ÉNONCÉ DE L'EXERCICE
Rédigez, s'il vous plaît, la suite du texte source ci-dessous, consacré au commentaire laissé sous la conférence du Précepteur, en reprenant juste après sa dernière phrase.

TEXTE SOURCE
....

Voici le lien vers la conférence du Précepteur :

https://www.youtube.com/watch?v=JLyf30q1mHk&t=245s

Et voici le commentaire que j'ai laissé.

[N. B. Ce commentaire semble avoir été censuré par le Précepteur. Je viens de lui écrire à ce sujet : "Hier, j'ai laissé un long commentaire... Il a été rapidement supprimé, alors qu'il n'était ni raciste, ni haineux, ni insultant. Je viens de laisser un nouveau commentaire. Là encore il a été supprimé. Heureusement, contrairement à ce que j'avais fait hier, je l'ai écrit d'abord dans un fichier à part que j'ai enregistré. Et j'ai publié cela sur mon blog hébergé par Mediapart : https://blogs.mediapart.fr/j-grau/blog/280622/wokisme-et-universalisme-republicain

En tout cas, je m'interroge. Au début, je me suis dit qu'il y avait peut-être un bug... Maintenant, je me dis que vous, Précepteur, exercez sur ma prose une censure systématique. Pourquoi ? Seriez-vous à court d'arguments pour réfuter mes propos ?"]

Bonjour.

Il y a dans votre exposé beaucoup de choses fausses, ou du moins très contestables.

....

DONNÉES FOURNIES
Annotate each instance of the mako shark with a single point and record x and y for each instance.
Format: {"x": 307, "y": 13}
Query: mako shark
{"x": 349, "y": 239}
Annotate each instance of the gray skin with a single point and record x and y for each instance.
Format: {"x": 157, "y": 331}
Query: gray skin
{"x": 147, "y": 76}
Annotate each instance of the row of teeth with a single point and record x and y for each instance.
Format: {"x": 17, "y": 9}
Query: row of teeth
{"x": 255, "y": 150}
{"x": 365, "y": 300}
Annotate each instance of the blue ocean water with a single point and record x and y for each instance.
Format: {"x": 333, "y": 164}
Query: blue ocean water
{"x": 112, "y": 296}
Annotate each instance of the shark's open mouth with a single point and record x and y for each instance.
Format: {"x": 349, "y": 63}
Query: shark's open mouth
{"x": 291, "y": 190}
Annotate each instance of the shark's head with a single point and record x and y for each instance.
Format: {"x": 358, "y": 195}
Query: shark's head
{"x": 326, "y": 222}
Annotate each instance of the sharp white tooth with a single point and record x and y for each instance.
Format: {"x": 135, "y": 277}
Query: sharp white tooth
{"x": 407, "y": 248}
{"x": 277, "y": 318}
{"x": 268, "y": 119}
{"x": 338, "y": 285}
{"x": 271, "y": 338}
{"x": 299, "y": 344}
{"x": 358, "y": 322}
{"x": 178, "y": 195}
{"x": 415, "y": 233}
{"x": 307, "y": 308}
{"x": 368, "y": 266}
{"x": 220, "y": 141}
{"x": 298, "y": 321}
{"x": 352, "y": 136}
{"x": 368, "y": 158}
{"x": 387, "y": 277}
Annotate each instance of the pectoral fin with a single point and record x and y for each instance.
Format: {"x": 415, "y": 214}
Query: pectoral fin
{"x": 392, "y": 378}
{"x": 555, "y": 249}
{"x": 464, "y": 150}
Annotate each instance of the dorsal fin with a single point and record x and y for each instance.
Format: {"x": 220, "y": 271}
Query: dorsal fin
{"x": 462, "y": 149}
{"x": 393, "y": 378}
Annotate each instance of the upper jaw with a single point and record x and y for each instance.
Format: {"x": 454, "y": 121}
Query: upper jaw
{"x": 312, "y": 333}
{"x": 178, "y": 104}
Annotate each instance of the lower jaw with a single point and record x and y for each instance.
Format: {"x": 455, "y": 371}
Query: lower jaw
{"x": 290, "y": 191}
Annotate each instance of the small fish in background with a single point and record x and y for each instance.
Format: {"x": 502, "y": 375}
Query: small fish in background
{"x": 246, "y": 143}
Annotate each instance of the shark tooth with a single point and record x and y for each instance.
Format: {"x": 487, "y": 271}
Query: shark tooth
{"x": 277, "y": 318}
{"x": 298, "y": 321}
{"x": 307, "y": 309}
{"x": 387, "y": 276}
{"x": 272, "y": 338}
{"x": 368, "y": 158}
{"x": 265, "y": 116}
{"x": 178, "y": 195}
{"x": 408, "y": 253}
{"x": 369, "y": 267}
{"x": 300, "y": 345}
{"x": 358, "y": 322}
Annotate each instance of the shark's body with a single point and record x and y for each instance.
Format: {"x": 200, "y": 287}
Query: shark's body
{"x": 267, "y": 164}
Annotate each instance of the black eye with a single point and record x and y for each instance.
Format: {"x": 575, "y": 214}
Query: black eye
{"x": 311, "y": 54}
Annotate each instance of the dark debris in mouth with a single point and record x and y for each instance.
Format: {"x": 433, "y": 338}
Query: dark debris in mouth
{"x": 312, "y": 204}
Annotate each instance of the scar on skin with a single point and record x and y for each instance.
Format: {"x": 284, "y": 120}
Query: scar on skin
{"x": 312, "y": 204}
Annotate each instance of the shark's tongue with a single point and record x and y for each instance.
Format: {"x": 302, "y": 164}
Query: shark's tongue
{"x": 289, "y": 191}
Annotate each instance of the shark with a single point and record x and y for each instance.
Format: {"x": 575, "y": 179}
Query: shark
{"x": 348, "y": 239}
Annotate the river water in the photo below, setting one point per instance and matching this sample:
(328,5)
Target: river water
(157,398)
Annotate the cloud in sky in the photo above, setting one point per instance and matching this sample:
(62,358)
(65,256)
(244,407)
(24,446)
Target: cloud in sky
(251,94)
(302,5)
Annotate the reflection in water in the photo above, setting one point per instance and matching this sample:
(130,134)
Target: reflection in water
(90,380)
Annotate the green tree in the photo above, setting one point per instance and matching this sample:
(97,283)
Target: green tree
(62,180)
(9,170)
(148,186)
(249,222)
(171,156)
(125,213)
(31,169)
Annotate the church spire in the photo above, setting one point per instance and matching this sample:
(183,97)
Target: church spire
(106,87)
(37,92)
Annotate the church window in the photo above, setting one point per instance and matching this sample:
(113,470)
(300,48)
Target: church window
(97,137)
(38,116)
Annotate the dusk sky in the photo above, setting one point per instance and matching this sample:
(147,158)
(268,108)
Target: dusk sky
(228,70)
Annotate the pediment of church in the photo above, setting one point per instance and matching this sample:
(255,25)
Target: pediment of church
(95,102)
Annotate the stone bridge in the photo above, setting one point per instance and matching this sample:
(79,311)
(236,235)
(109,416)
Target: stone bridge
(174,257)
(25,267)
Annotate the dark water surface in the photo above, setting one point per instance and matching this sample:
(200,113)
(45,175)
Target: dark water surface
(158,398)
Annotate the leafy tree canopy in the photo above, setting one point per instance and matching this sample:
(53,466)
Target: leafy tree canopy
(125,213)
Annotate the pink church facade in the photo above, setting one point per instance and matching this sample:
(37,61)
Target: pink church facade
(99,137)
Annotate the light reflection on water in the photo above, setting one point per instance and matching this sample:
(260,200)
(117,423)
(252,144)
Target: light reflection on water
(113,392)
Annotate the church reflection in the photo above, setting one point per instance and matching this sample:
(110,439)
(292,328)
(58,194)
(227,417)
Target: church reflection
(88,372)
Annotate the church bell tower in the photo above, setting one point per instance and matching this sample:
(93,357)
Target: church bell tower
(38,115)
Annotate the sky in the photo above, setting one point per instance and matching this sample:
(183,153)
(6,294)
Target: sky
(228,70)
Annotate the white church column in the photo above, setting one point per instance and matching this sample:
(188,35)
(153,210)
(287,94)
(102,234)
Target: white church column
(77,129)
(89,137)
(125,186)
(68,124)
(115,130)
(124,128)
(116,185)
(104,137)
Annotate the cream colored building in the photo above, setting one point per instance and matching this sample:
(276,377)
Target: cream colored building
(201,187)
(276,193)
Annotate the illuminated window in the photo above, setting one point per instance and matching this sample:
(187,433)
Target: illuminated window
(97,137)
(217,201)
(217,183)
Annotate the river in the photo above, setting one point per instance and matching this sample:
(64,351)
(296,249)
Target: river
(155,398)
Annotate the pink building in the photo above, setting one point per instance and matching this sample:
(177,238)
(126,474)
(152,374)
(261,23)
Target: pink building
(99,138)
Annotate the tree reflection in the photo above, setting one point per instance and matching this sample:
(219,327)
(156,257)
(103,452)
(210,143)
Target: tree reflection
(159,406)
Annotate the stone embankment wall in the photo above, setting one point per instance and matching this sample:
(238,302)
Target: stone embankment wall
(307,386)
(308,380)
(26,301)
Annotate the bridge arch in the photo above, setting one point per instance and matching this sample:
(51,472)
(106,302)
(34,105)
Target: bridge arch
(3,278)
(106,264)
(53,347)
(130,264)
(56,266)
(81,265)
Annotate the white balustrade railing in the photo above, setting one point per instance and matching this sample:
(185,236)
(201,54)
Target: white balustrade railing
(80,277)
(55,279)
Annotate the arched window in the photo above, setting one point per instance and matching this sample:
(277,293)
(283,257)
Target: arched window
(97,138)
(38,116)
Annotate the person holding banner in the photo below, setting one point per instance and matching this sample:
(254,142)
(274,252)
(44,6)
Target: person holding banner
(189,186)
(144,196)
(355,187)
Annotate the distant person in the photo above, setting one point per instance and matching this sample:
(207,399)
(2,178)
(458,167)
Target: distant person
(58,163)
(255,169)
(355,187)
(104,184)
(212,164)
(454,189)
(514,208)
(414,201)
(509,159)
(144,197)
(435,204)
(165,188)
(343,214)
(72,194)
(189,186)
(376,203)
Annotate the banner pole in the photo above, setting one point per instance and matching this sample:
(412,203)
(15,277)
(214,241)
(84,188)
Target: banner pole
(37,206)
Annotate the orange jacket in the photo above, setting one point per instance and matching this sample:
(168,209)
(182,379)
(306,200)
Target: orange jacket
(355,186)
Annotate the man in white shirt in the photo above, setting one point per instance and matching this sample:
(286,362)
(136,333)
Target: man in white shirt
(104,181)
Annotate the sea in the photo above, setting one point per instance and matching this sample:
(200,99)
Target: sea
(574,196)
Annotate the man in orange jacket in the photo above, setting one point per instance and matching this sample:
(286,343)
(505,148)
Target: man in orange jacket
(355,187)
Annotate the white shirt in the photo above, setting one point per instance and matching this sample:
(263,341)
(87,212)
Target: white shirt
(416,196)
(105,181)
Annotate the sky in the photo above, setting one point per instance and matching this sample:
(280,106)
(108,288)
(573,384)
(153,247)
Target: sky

....

LA RÉPONSE
D'abord, il n'est pas du tout sûr qu'il existe quelque chose comme « la pensée woke ». Comme vous le dites vous-mêmes, ce sont les opposants au « wokisme » qui utilisent ce terme. Or, il semble bien qu'ils mettent dans le même sac des discours et des pratiques très variés. Cf. cet article à ce sujet : https://www.francetvinfo.fr/societe/l-article-a-lire-pour-comprendre-ce-que-signifie-le-mot-woke-qui-s-installe-dans-le-debat-public_4770865.html

En faisant la même chose, vous associez des choses à mon avis respectables (dénonciation d'un racisme structurel, études sur l'intersectionnalité, par exemple) avec des abus assez évidents (refus de Malcolm X d'accepter une alliance avec des Blancs antiracistes, auto-humiliation de certains Blancs....).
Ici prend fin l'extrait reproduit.